━━ Data for this exercise

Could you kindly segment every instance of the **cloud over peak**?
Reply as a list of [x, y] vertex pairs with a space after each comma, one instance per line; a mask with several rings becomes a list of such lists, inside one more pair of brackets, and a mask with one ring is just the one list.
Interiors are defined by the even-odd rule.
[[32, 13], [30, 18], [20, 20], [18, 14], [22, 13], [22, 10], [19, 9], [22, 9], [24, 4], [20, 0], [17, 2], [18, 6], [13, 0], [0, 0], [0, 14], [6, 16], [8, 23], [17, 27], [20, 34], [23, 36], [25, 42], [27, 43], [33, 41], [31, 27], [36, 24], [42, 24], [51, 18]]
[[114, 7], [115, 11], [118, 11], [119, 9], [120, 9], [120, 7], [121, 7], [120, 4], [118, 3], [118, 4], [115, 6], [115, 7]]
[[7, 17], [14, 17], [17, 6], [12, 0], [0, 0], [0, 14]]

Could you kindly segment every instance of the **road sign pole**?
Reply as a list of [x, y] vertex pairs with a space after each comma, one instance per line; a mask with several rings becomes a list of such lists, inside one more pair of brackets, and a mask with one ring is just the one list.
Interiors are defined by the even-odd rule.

━━━━

Copy out every line of the rows above, requests included, and shift each x and y vertex coordinate in the answers by adding 60 to it.

Worked solution:
Could you kindly segment every instance of the **cloud over peak**?
Reply as a list of [x, y] vertex pairs with a space after each comma, one instance per line; a mask with several rings becomes a list of such lists, inside one more pair of brackets, and a mask with one ring is just the one list.
Interiors are defined by the even-odd rule.
[[92, 73], [90, 78], [80, 80], [78, 74], [82, 73], [82, 70], [79, 69], [82, 69], [84, 64], [80, 60], [77, 62], [78, 66], [73, 60], [60, 60], [60, 74], [66, 76], [68, 83], [77, 87], [80, 94], [83, 96], [85, 102], [87, 103], [93, 101], [91, 87], [96, 84], [102, 84], [111, 78]]
[[174, 67], [175, 71], [178, 71], [179, 69], [180, 69], [180, 67], [181, 67], [180, 64], [178, 63], [178, 64], [175, 66], [175, 67]]
[[67, 77], [74, 77], [77, 66], [72, 60], [60, 60], [60, 74]]

Could you kindly segment every instance of the **road sign pole**?
Reply as a list of [x, y] vertex pairs with a space after each comma, one instance per line; a mask with several rings becomes a list of such lists, inside one more pair of brackets, and a mask with one ring is just the one list.
Interiors are defined by the even-odd rule.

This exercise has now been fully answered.